* start *

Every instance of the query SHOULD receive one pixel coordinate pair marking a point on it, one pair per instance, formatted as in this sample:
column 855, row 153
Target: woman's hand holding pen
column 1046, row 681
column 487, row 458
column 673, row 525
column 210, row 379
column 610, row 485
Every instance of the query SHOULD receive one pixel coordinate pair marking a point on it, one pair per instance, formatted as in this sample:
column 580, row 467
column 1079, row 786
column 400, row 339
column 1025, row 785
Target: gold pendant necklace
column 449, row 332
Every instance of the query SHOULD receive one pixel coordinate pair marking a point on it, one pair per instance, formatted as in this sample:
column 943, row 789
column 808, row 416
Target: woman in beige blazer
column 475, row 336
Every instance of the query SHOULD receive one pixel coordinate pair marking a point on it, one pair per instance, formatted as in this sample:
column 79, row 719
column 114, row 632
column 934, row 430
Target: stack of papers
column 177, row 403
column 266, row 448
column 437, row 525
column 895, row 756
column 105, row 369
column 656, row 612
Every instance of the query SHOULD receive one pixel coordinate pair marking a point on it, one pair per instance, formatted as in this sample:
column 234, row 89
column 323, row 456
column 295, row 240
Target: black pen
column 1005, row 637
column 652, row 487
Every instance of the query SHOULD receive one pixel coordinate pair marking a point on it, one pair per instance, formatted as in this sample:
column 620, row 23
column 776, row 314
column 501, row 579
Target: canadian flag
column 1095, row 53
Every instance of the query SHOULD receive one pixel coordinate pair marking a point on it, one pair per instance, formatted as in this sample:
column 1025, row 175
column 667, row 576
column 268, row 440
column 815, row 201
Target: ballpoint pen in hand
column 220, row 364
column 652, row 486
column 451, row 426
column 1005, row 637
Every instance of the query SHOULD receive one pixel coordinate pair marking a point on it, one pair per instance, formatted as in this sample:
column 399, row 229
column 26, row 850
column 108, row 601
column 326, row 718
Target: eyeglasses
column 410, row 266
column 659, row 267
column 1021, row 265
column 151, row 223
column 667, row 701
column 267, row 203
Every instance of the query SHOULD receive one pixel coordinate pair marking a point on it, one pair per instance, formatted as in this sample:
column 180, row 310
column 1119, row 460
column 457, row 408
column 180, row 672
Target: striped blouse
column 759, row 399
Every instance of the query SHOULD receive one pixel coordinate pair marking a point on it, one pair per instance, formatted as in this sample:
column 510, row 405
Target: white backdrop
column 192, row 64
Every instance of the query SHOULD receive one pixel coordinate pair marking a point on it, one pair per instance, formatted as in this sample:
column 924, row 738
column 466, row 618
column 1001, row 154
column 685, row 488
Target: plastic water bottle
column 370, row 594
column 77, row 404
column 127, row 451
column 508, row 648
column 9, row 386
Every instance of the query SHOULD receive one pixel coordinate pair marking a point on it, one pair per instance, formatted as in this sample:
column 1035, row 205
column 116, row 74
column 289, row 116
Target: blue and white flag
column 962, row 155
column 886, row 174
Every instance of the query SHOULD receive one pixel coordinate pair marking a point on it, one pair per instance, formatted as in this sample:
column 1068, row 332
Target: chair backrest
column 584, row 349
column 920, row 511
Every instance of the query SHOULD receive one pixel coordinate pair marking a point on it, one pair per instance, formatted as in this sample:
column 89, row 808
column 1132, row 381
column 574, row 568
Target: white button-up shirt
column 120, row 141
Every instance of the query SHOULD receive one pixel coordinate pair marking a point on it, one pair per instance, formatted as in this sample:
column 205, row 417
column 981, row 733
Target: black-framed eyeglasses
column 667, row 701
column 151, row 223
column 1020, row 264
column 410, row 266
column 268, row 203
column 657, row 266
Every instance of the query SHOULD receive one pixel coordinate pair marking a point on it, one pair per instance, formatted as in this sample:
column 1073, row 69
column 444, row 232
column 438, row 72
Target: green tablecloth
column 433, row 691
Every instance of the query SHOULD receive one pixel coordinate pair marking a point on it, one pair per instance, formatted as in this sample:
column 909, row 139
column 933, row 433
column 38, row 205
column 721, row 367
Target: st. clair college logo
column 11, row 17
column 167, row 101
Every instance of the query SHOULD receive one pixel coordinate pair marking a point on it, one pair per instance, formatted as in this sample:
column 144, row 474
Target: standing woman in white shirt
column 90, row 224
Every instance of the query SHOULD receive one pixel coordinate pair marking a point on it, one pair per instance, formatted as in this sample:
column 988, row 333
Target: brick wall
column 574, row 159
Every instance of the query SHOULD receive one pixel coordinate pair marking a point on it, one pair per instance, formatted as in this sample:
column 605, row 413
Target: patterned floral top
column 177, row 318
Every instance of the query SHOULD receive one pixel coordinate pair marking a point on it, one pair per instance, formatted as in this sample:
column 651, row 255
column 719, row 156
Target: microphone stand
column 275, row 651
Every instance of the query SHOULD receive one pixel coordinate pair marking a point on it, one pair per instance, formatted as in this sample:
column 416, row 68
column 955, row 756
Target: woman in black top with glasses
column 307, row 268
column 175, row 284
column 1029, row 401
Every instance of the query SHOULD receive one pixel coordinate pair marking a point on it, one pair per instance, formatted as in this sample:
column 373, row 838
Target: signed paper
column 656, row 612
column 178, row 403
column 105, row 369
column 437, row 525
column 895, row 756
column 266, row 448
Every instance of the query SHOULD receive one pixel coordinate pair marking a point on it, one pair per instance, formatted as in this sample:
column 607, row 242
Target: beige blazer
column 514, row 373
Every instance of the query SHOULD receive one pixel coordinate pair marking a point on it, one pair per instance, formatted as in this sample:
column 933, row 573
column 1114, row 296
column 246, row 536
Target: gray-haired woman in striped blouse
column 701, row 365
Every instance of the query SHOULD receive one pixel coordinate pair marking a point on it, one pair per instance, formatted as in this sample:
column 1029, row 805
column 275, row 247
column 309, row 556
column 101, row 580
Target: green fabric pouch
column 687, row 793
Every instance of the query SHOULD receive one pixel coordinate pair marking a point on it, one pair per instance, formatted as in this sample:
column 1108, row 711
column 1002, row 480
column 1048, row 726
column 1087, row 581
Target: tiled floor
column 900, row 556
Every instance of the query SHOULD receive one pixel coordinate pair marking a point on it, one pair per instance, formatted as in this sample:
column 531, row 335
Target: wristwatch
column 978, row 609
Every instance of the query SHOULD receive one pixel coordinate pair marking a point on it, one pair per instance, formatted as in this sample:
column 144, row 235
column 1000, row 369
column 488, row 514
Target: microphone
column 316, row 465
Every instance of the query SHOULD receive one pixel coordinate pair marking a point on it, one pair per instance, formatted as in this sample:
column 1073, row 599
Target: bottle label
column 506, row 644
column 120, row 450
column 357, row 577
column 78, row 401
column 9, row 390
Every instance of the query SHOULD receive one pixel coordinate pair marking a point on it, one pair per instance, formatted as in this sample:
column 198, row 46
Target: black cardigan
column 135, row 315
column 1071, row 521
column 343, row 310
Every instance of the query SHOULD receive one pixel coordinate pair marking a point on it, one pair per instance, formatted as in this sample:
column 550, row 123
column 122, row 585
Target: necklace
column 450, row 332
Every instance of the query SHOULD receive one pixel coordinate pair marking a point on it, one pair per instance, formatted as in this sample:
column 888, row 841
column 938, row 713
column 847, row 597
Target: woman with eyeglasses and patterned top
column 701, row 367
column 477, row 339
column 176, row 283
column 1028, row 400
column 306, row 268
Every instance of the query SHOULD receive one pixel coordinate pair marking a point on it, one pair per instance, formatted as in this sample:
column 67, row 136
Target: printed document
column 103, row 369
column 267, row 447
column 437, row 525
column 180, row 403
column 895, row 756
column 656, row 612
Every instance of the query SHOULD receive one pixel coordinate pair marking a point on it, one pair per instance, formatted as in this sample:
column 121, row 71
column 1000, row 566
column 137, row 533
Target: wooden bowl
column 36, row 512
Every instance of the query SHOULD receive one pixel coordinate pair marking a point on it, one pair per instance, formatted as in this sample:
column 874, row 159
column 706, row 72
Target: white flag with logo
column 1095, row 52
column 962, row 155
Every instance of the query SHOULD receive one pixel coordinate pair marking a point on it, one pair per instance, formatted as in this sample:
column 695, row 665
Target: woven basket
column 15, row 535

* end *

WHAT YOU HAVE TO DO:
Reproduce the records verbatim, starting from their first line and stopping after the line that contains "column 1095, row 53".

RESPONSE TO THIS EXERCISE:
Every instance of the query SHOULD receive one pixel coordinate pair marking a point on it, one pair per instance, formatted as in this sample:
column 855, row 153
Target: woman's hand holding pen
column 1046, row 681
column 487, row 458
column 673, row 525
column 210, row 379
column 610, row 485
Every instance of the query SHOULD receive one pixel coordinate pair marking a point on it, one pair per instance, formatted as in this sample:
column 580, row 467
column 1079, row 786
column 400, row 339
column 1025, row 785
Target: gold pendant necklace
column 449, row 332
Every instance of the query SHOULD receive one pixel coordinate pair marking a point on it, one pair per instance, formatted as in this sample:
column 943, row 789
column 808, row 416
Target: woman in beige blazer
column 475, row 336
Every instance of the query SHOULD receive one pixel coordinate pair marking a point on it, one pair per instance, formatted as in this sample:
column 79, row 719
column 114, row 632
column 934, row 430
Target: stack of papers
column 177, row 403
column 266, row 448
column 437, row 525
column 895, row 756
column 105, row 369
column 656, row 612
Every instance of the query SHOULD receive one pixel coordinate pair marking a point on it, one pair per instance, formatted as in this sample:
column 234, row 89
column 323, row 456
column 295, row 240
Target: black pen
column 1005, row 637
column 652, row 487
Every instance of the query SHOULD receive one pixel coordinate pair marking a point on it, one pair per instance, formatted as in this sample:
column 620, row 23
column 776, row 314
column 501, row 579
Target: canadian flag
column 1095, row 53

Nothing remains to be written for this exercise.